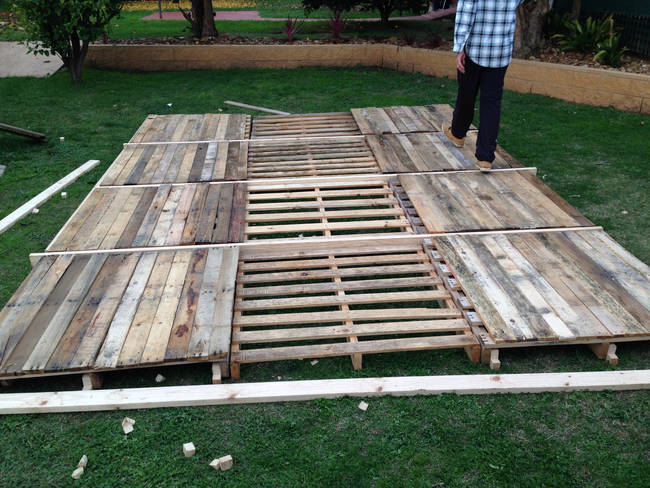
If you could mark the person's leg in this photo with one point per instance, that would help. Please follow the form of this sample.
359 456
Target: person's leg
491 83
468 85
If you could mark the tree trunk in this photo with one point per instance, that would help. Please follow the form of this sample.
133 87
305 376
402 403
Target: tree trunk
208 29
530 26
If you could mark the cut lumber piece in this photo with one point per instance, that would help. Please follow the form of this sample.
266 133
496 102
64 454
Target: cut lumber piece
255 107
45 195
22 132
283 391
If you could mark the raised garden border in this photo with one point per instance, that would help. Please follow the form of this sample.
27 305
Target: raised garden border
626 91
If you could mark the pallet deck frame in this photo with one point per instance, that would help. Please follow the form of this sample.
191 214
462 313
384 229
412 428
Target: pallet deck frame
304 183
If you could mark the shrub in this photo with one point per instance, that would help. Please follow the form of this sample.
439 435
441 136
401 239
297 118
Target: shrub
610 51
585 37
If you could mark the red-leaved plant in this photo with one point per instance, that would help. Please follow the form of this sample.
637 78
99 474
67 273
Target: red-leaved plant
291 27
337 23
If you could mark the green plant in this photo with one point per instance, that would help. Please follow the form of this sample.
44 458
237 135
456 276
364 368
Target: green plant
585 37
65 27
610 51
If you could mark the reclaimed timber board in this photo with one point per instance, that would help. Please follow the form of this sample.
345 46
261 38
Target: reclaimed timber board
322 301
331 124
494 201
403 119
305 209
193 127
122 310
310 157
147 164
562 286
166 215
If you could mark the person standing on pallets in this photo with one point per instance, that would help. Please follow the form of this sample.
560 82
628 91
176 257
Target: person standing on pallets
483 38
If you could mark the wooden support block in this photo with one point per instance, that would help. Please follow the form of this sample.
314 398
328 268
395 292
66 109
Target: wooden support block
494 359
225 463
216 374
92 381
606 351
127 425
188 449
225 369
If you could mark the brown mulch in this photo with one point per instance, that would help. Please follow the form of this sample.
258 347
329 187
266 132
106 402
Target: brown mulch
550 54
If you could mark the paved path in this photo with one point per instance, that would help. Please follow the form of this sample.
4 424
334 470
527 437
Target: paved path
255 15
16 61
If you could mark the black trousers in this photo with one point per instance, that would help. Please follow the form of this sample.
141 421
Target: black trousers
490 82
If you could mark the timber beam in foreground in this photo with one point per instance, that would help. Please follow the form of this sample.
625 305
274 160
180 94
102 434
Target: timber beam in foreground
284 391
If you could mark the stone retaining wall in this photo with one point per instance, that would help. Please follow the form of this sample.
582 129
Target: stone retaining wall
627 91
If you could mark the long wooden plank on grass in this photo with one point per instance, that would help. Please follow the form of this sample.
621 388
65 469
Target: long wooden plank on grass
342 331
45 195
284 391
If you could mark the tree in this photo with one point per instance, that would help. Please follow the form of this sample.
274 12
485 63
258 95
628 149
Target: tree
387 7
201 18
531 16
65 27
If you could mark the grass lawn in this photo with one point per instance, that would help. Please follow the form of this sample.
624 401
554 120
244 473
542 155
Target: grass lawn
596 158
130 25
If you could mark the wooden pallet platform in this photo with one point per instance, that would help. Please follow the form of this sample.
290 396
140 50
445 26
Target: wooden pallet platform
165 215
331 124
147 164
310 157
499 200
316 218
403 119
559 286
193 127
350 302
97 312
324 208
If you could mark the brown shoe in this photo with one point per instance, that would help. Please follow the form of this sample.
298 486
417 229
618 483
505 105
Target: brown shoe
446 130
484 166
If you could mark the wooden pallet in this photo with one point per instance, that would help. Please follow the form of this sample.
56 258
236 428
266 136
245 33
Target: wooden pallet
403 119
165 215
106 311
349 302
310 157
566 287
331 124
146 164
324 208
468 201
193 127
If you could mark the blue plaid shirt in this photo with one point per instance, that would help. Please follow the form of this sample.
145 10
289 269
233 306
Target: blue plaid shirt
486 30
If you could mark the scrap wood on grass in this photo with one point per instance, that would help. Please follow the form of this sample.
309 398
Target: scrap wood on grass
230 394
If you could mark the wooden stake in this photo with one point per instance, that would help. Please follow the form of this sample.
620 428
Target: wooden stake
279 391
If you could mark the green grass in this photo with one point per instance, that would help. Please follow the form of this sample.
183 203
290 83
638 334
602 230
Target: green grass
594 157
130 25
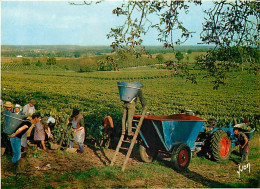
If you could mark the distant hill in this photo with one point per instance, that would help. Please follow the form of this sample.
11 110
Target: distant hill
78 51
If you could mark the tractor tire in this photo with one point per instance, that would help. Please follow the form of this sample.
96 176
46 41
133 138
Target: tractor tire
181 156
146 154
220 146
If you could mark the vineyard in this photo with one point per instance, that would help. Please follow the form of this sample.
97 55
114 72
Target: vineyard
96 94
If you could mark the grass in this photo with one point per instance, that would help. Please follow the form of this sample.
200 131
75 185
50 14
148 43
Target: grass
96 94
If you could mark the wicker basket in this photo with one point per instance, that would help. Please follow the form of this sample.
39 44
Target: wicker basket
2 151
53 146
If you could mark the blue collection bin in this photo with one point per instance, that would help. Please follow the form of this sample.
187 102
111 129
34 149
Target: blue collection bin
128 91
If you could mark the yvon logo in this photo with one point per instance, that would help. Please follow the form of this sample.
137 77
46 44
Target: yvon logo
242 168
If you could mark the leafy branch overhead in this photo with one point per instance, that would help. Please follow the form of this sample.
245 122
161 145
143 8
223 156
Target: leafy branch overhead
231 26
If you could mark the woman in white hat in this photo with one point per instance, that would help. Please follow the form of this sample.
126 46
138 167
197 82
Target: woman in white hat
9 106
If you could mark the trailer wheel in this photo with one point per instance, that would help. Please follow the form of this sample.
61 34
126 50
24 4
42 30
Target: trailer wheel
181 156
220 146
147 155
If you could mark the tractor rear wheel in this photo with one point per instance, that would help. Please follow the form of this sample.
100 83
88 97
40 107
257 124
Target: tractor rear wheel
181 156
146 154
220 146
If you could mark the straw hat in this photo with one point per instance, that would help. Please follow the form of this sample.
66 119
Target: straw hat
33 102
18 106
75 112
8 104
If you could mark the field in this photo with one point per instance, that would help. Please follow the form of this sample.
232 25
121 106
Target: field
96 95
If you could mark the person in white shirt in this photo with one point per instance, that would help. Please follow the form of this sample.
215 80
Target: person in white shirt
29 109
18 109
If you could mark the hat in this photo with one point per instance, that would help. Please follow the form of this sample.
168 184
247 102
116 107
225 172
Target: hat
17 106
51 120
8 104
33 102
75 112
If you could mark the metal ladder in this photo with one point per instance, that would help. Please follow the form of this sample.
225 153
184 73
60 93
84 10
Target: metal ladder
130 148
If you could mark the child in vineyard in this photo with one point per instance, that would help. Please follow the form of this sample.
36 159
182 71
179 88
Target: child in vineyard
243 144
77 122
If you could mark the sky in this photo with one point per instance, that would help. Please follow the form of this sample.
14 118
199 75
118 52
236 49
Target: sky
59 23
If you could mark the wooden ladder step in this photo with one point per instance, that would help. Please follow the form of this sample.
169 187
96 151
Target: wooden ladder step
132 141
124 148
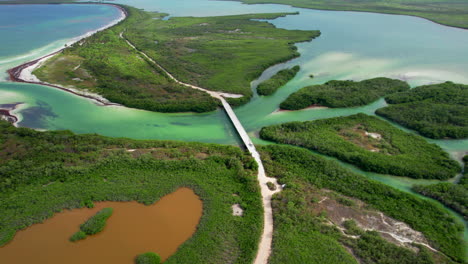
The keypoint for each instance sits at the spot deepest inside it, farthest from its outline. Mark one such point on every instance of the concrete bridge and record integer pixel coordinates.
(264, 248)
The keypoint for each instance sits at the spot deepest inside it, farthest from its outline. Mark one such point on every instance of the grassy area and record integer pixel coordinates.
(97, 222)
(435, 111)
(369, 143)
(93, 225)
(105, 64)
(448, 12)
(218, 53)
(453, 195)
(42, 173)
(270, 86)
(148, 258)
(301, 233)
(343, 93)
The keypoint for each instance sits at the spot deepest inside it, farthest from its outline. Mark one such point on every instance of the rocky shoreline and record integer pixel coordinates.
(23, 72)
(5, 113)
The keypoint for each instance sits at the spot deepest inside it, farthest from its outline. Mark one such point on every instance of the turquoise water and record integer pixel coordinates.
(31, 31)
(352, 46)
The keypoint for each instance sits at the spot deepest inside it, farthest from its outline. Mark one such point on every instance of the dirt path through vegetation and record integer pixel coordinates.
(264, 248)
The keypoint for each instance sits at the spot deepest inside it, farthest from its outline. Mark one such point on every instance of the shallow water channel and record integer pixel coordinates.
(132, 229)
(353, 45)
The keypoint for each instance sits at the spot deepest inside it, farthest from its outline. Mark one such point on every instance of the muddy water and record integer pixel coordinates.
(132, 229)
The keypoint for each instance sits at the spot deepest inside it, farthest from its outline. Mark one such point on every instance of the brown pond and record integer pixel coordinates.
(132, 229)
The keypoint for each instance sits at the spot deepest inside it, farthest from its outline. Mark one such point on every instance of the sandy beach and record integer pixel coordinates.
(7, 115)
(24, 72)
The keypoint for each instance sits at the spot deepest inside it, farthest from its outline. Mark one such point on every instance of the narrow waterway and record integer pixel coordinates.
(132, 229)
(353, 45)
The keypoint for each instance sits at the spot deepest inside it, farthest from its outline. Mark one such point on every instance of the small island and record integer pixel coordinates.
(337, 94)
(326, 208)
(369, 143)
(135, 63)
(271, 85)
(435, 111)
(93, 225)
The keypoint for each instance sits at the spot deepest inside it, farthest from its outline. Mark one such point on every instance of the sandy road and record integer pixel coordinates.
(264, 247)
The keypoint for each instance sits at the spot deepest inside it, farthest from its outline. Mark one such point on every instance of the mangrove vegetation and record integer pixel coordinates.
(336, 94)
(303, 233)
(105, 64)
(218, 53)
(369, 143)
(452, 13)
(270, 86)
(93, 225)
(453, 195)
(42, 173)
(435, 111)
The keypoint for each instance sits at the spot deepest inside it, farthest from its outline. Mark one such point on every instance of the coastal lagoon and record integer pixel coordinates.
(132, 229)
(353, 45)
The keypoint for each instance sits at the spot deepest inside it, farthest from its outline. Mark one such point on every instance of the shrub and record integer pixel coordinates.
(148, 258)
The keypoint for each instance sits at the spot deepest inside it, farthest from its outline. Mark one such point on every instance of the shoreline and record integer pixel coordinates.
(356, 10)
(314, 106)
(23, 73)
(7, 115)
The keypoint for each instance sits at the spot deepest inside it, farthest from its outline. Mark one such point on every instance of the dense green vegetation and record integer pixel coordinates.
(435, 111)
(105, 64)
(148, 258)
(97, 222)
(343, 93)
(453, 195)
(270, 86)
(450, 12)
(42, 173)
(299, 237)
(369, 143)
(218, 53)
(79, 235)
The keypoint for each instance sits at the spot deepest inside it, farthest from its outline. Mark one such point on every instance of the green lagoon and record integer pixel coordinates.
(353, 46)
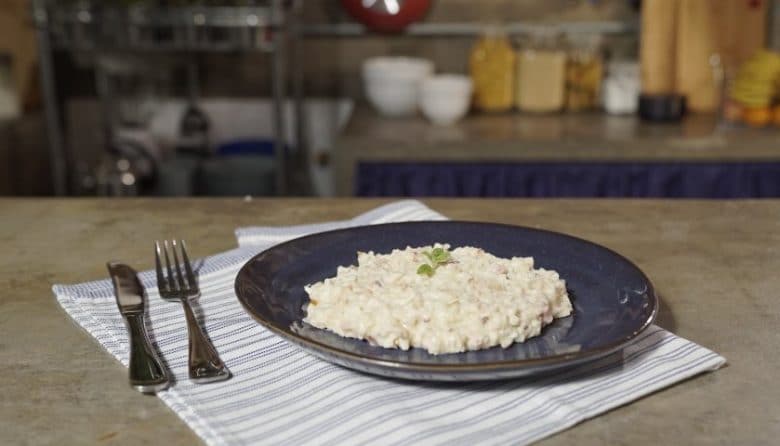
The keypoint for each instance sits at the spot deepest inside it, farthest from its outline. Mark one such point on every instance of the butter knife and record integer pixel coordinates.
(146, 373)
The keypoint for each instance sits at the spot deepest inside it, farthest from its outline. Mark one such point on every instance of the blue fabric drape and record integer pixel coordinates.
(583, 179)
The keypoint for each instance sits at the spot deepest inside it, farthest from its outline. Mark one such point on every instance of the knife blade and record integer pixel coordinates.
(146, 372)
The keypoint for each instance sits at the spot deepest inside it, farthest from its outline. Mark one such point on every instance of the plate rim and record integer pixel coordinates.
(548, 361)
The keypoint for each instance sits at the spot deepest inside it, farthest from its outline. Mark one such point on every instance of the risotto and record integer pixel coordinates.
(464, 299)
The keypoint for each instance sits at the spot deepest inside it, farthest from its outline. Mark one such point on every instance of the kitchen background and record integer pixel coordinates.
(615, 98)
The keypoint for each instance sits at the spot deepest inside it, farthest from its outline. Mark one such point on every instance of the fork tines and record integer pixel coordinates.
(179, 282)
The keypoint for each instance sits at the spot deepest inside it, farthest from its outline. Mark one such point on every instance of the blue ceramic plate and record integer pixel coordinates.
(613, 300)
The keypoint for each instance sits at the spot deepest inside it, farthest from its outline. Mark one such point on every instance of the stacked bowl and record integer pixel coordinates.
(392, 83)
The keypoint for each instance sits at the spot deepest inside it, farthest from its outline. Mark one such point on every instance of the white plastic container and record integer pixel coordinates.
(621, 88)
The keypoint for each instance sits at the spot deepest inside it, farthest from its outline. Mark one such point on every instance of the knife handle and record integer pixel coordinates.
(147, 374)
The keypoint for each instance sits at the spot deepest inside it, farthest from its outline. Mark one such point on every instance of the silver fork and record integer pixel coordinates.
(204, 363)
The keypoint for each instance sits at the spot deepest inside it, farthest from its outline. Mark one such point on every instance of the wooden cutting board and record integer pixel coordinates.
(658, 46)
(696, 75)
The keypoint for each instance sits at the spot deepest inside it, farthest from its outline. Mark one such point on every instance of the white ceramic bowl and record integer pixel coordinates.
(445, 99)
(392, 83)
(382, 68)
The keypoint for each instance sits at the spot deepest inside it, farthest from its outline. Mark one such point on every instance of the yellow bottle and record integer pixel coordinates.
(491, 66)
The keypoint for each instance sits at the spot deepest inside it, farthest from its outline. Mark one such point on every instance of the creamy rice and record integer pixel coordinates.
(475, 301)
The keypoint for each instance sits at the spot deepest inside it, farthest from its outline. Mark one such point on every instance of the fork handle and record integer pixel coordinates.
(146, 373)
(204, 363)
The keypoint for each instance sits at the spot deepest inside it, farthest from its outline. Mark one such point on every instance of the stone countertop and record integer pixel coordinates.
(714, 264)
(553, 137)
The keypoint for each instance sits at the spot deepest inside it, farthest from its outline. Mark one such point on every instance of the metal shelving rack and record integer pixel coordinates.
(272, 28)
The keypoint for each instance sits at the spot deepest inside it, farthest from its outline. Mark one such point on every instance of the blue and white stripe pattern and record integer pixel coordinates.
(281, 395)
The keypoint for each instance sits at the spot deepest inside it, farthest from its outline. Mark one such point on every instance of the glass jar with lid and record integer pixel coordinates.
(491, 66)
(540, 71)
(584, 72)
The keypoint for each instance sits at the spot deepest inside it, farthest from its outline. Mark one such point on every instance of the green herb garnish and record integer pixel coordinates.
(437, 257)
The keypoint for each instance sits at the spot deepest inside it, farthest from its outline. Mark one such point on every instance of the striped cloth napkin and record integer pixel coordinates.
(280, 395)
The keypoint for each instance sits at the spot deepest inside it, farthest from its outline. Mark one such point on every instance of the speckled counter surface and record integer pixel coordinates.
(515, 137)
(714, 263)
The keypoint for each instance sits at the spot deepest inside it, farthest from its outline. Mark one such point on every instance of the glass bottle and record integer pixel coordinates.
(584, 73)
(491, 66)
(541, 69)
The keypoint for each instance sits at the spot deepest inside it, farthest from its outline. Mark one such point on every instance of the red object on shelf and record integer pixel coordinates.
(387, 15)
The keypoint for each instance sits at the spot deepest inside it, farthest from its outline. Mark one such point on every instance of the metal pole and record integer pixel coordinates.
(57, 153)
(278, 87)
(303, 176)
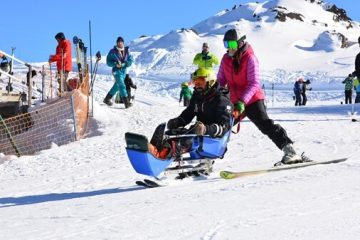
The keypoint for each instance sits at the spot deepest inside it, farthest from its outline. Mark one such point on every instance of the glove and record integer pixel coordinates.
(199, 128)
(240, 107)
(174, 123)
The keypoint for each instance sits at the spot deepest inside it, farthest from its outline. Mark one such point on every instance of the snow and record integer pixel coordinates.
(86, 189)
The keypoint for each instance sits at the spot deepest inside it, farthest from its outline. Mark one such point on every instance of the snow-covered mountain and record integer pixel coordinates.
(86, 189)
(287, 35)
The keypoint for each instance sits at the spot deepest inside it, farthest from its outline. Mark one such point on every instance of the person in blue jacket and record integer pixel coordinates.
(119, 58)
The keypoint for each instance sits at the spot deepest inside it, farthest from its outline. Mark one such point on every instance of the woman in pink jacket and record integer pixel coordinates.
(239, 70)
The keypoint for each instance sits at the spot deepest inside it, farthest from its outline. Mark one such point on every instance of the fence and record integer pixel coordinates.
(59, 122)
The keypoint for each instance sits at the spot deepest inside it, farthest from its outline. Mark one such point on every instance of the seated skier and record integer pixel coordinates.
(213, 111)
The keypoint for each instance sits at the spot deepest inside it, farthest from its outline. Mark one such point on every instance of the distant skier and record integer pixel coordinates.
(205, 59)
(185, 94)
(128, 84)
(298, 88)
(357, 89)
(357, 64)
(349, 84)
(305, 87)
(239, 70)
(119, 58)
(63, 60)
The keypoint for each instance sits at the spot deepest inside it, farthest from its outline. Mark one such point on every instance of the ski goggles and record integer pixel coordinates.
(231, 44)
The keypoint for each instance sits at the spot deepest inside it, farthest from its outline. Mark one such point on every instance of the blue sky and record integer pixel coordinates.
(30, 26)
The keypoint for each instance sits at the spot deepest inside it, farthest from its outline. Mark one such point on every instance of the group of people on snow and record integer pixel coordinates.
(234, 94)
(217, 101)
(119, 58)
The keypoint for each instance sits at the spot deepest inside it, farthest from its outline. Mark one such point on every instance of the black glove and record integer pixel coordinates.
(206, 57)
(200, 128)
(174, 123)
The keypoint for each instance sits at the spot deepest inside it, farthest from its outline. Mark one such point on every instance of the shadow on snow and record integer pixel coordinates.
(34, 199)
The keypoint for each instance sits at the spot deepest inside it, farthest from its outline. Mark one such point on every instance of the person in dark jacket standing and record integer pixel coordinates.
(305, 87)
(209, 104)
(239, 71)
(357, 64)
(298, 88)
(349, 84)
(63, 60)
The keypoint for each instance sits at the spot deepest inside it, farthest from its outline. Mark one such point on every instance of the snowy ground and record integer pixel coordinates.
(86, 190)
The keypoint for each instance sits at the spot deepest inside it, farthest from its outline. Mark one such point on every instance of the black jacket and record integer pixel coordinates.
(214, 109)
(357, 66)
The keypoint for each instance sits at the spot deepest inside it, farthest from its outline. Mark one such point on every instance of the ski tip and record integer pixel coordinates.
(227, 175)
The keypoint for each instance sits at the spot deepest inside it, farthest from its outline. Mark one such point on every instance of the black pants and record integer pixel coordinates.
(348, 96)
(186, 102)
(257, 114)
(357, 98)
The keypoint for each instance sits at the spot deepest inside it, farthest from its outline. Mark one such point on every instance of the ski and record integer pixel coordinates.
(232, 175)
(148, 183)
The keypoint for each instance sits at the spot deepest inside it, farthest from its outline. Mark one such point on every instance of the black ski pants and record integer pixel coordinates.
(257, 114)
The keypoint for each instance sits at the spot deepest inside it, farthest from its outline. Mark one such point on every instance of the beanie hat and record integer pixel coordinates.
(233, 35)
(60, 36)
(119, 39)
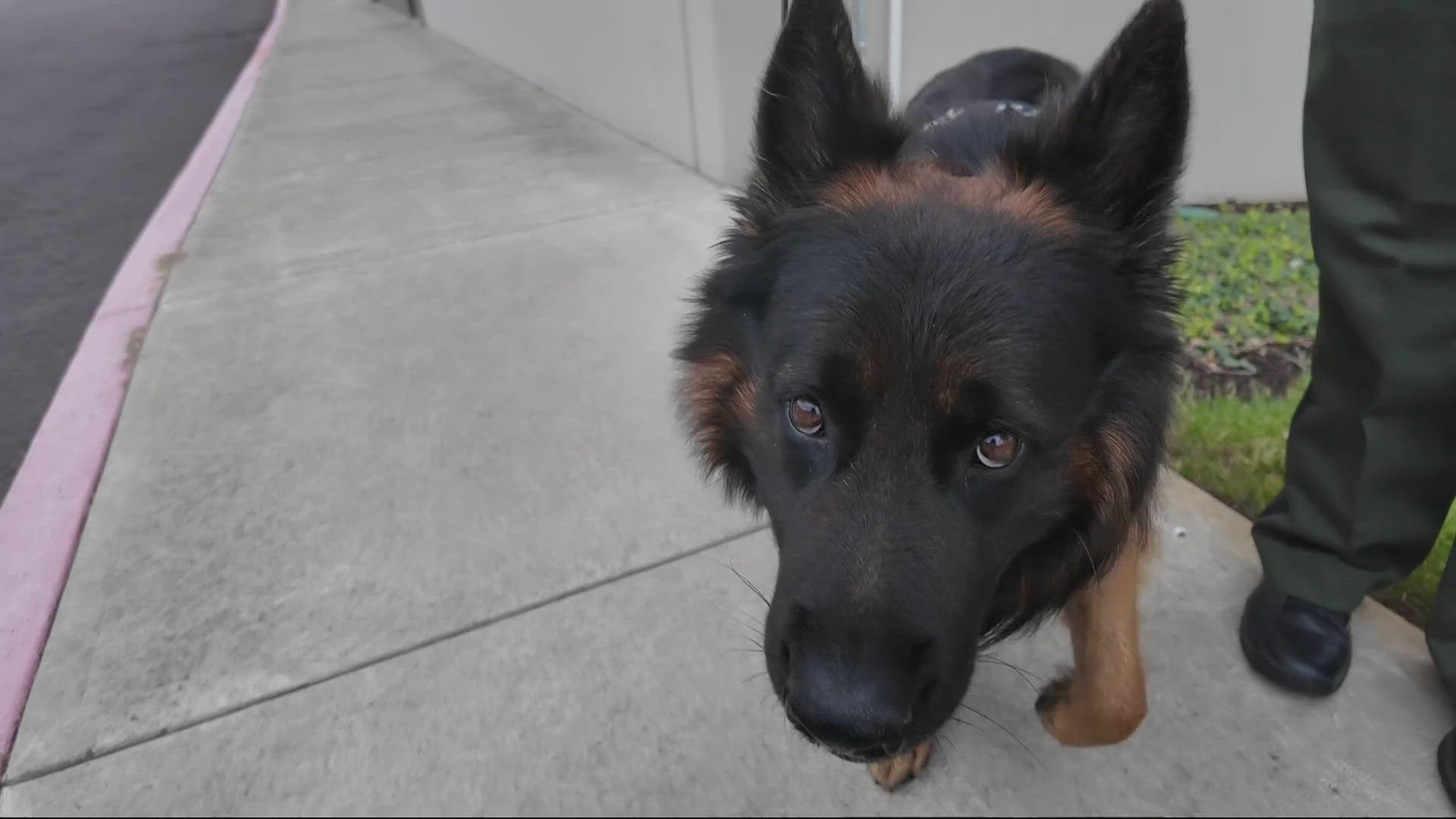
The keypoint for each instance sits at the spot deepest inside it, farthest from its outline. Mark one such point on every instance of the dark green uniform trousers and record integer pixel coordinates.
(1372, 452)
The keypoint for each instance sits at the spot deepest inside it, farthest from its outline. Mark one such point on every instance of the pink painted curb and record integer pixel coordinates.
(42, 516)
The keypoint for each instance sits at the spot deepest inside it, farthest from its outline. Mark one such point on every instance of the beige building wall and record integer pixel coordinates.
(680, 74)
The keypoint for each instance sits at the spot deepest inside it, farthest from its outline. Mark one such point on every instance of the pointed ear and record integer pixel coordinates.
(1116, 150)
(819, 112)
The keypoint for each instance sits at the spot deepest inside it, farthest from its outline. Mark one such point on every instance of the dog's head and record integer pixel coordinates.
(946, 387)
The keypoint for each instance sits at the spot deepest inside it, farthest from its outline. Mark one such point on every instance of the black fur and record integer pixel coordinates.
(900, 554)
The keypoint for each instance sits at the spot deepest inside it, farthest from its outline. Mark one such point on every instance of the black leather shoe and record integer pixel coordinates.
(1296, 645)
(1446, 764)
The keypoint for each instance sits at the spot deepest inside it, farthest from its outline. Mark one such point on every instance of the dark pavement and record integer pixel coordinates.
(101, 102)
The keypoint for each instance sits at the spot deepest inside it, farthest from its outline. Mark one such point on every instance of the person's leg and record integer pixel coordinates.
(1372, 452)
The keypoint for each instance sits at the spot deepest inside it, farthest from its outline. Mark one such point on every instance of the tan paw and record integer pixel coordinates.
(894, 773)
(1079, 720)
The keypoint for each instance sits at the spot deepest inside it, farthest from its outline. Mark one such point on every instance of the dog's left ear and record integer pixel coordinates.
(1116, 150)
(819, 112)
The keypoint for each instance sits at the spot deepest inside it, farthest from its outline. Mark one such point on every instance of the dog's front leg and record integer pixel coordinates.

Exercise
Begin with the line that contains "left ear and record integer pixel coordinates." and quote each line after it exactly, stopping after the last line of the data.

Solution to this problem
The keypoint for each instance sits at the spot deepest inside it, farthest from its outline. Mark one such point on every instance of the dog's left ear and record integer pixel coordinates.
(1116, 150)
(819, 112)
The keypoint for each instance sits at the spot deepest inside it, farthest from its outline. Mark one such point on every instance of the dog's front leg and record integer pixel coordinates.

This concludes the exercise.